## WORK ITEM
When a line of the listing below has the string "wooden" in it, copy that line.

↓

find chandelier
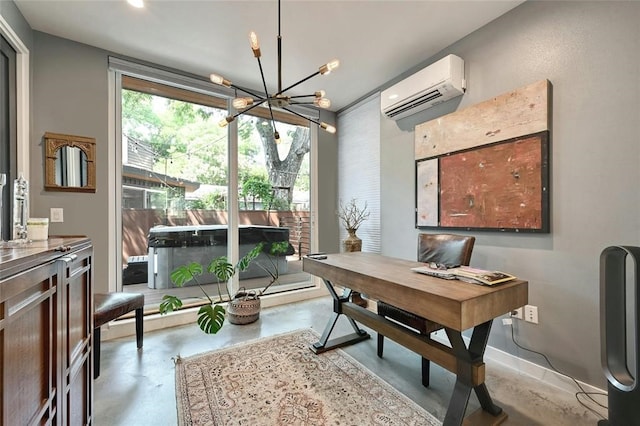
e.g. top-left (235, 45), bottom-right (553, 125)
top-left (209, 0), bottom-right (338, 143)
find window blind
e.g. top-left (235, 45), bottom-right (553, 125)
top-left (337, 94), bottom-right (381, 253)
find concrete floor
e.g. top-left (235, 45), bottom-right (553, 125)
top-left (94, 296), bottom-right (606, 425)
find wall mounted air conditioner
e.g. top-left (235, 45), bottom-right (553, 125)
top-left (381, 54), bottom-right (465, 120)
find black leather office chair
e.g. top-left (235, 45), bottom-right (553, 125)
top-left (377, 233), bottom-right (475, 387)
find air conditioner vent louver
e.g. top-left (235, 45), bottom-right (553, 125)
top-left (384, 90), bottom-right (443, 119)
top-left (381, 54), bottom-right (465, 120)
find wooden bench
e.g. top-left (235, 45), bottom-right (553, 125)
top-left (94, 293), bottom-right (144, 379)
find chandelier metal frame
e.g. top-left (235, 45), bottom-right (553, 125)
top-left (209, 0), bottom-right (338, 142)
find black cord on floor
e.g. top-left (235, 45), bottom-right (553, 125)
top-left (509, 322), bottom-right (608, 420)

↑
↓

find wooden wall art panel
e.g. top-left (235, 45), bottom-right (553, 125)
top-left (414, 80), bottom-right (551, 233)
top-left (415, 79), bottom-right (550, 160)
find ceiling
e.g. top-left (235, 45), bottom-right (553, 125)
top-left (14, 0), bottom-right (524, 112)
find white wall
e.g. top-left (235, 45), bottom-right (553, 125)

↑
↓

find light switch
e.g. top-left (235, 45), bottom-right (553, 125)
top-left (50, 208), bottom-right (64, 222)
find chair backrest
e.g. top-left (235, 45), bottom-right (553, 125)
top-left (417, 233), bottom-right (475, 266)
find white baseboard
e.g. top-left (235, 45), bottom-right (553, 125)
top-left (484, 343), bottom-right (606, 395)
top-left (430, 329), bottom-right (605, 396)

↑

## REPLY
find wooden bench
find wooden wall art panel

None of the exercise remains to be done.